To do:
Each line from the one containing "Draw the outline of every instance of the man's" through the last line of the data below is to be written out verbatim, and nothing more.

Saved entries:
────────

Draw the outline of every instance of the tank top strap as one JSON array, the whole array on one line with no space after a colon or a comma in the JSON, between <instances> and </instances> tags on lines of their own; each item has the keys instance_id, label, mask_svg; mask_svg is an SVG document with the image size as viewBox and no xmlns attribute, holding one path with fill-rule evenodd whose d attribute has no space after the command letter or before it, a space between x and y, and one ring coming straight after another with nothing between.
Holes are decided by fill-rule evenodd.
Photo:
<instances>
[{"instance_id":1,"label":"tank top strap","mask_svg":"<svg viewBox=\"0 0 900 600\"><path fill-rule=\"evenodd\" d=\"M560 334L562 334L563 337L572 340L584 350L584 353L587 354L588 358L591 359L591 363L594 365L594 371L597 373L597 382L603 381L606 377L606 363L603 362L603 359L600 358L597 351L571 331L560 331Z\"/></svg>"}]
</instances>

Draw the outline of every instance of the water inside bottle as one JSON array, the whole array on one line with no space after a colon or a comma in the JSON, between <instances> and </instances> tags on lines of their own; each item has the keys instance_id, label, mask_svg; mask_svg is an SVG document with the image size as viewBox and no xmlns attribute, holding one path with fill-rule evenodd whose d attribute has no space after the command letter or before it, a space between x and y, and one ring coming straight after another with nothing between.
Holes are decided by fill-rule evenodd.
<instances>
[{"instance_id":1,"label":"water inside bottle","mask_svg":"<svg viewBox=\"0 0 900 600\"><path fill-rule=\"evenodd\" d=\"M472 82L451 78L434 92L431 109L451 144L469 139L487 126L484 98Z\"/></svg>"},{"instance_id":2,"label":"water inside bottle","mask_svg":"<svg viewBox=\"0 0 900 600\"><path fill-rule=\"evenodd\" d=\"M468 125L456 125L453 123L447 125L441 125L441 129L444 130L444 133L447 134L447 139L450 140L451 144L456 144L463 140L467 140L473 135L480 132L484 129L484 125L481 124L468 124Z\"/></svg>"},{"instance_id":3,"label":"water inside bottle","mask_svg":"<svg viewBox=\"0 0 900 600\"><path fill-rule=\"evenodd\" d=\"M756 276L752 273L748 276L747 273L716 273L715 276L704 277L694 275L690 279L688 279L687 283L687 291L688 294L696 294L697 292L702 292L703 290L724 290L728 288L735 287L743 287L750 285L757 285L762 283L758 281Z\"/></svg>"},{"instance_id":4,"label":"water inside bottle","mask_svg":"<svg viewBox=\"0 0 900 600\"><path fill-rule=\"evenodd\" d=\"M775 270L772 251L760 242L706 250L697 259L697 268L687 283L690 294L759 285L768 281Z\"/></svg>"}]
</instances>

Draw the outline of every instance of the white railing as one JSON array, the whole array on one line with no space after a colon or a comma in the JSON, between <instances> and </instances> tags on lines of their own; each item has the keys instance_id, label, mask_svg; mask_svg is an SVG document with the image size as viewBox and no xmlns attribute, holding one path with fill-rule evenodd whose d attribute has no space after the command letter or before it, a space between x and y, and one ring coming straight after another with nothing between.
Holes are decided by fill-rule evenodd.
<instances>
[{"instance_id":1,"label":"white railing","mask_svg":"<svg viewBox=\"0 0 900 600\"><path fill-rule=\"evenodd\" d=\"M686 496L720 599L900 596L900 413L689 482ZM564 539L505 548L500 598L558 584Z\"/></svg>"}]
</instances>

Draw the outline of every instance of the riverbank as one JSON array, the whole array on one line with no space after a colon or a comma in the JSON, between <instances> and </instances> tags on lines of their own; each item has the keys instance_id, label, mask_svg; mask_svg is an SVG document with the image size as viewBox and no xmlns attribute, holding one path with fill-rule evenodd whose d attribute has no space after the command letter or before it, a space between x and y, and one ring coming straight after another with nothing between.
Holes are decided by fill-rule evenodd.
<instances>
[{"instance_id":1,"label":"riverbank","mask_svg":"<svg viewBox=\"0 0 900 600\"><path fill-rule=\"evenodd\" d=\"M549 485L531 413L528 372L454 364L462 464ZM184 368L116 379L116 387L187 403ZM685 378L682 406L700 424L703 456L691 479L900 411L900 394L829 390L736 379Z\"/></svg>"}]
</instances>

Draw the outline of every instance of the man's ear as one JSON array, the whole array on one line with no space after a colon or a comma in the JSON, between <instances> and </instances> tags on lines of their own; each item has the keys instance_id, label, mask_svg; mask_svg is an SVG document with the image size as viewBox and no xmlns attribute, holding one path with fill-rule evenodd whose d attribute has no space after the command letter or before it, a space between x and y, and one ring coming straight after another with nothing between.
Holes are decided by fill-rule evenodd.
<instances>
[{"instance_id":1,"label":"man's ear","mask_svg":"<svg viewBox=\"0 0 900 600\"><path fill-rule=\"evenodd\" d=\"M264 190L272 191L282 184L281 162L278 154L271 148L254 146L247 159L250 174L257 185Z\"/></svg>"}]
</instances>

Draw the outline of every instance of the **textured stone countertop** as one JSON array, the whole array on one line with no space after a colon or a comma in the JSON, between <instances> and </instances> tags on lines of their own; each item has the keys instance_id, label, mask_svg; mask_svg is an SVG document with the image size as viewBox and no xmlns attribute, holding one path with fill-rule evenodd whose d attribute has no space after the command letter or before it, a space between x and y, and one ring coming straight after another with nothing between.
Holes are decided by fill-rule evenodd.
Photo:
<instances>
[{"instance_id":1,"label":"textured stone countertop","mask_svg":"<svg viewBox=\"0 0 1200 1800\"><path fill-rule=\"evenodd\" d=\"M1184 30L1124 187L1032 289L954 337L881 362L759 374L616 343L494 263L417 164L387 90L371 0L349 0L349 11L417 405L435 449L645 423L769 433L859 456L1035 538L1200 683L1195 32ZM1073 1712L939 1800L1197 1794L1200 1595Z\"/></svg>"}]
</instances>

────────

Finished exercise:
Draw the outline of every instance of the man's ear as one JSON array, the whole array on one line with no space after a colon or a comma in the JSON, between <instances> and </instances> tags on lines of their own; each item has the keys instance_id, label, mask_svg; mask_svg is an SVG document with the image size as viewBox and no xmlns attribute, holding one path with fill-rule evenodd whose d attribute has no space after the command letter or before it, a space between x and y, and one ring coming straight after another with nothing between.
Holes are decided by fill-rule evenodd.
<instances>
[{"instance_id":1,"label":"man's ear","mask_svg":"<svg viewBox=\"0 0 900 600\"><path fill-rule=\"evenodd\" d=\"M264 190L272 191L282 184L281 162L278 154L271 148L254 146L247 159L250 174L257 185Z\"/></svg>"}]
</instances>

Draw the outline of every instance of the **textured stone countertop** as one JSON array, the whole array on one line with no space after a colon or a comma in the JSON, between <instances> and </instances> tags on lines of their own; each item has the keys instance_id, label, mask_svg; mask_svg is an SVG document with the image size as viewBox and no xmlns attribute, holding one path with fill-rule evenodd whose d attribute has no space after the command letter or before it, a space between x and y, and one ring coming straight after another with nothing between.
Holes are decided by fill-rule evenodd.
Photo:
<instances>
[{"instance_id":1,"label":"textured stone countertop","mask_svg":"<svg viewBox=\"0 0 1200 1800\"><path fill-rule=\"evenodd\" d=\"M1184 30L1124 187L1032 289L954 337L881 362L759 374L616 343L494 263L417 164L387 90L371 0L349 0L349 11L417 405L435 449L645 423L769 433L859 456L1035 538L1200 683L1195 32ZM1073 1712L939 1800L1197 1794L1200 1595Z\"/></svg>"}]
</instances>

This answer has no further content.